Available data:
____________________

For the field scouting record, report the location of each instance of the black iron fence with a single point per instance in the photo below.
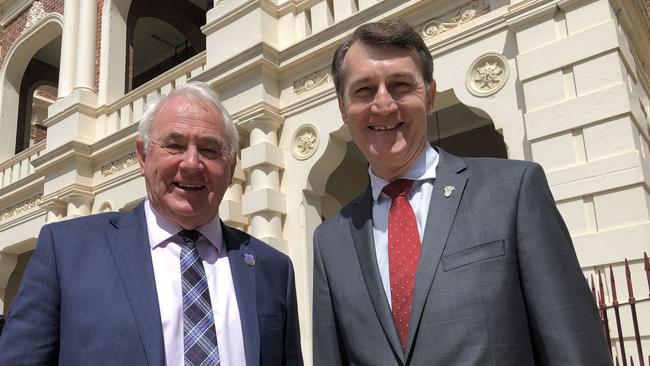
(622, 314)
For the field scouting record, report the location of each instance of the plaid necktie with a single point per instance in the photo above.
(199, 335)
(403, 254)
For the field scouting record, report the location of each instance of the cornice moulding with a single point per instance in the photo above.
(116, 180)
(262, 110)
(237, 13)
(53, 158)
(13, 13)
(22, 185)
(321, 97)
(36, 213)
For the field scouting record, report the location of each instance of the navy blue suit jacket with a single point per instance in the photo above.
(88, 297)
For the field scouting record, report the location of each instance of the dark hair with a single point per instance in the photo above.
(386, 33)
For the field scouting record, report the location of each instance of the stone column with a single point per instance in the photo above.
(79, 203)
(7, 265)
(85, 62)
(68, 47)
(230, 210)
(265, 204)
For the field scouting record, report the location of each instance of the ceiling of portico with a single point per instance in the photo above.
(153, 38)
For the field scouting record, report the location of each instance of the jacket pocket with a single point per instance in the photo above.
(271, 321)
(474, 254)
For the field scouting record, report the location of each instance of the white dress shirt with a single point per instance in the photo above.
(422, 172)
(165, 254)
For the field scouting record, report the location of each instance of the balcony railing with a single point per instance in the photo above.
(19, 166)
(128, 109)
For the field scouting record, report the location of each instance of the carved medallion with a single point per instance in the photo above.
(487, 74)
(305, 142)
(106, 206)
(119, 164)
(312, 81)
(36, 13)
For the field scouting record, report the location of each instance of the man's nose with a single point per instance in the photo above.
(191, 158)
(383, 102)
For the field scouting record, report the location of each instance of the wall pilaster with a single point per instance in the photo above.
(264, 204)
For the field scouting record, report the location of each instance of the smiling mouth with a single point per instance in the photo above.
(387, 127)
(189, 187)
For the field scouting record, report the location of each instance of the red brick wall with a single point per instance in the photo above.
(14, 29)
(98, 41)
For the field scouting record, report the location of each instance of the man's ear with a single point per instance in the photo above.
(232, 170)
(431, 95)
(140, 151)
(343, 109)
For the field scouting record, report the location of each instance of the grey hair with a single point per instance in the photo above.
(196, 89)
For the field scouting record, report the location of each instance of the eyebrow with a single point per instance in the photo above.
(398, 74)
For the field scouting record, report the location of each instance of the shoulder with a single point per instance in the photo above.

____________________

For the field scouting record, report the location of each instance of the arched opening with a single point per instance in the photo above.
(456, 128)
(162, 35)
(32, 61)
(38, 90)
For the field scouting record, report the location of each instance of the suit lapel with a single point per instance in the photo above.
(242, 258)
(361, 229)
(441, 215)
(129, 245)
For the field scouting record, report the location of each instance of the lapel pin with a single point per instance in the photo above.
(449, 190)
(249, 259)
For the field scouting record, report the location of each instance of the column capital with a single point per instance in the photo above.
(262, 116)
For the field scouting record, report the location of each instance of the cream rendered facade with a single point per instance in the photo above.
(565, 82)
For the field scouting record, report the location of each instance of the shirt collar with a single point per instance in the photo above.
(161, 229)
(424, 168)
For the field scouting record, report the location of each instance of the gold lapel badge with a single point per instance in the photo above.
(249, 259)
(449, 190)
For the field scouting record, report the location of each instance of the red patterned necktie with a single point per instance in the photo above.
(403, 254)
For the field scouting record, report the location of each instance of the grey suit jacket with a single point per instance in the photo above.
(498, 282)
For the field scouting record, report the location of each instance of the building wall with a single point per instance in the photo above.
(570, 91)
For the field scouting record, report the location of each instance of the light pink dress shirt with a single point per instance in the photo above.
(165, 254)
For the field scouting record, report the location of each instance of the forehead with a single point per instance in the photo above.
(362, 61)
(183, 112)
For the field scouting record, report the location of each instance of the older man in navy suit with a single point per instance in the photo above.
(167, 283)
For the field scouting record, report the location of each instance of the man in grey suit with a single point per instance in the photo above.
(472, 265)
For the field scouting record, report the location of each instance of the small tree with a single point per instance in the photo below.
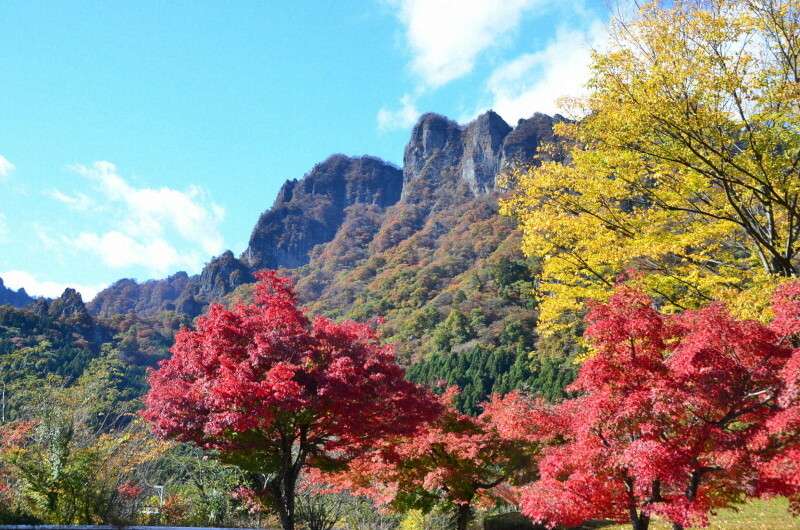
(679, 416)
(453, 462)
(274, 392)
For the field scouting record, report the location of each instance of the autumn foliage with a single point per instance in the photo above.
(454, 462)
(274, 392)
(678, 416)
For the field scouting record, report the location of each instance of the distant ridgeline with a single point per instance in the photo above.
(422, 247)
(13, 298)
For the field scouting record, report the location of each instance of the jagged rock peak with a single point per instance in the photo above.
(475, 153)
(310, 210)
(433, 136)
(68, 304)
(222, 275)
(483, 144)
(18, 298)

____________________

Short problem: Copy out the listing verbatim, from the line containing "the man's nose" through the line containing "of the shoulder", both of those lines included.

Written answer:
For the field scouting record, report the location of each instance of the man's nose with a single point per instance in the photo above.
(191, 158)
(383, 102)
For the field scouting record, report the location of each instance of the wall pilaster with a single point per instance in the photo above.
(264, 204)
For the field scouting record, report the location of each instance of the smiling mouth with a single point per instance in the photo above.
(387, 127)
(189, 187)
For the field scouting record, report the location of each instance of the red brick wall with a single point per instance in the photo above.
(14, 29)
(98, 41)
For the field scouting record, report the location of each instance of the man's ear with a single point per instance in the photo above.
(232, 170)
(431, 95)
(140, 151)
(343, 109)
For the field scouting record, report the location of each instance of the grey hair with a single point per instance in the photo above.
(196, 89)
For the field scouting record, report the location of each instance of the eyebrow with a single point per instance in the photo above.
(398, 74)
For the field scouting record, report the location of each instance of the shoulder with a single point per instance in the photo above.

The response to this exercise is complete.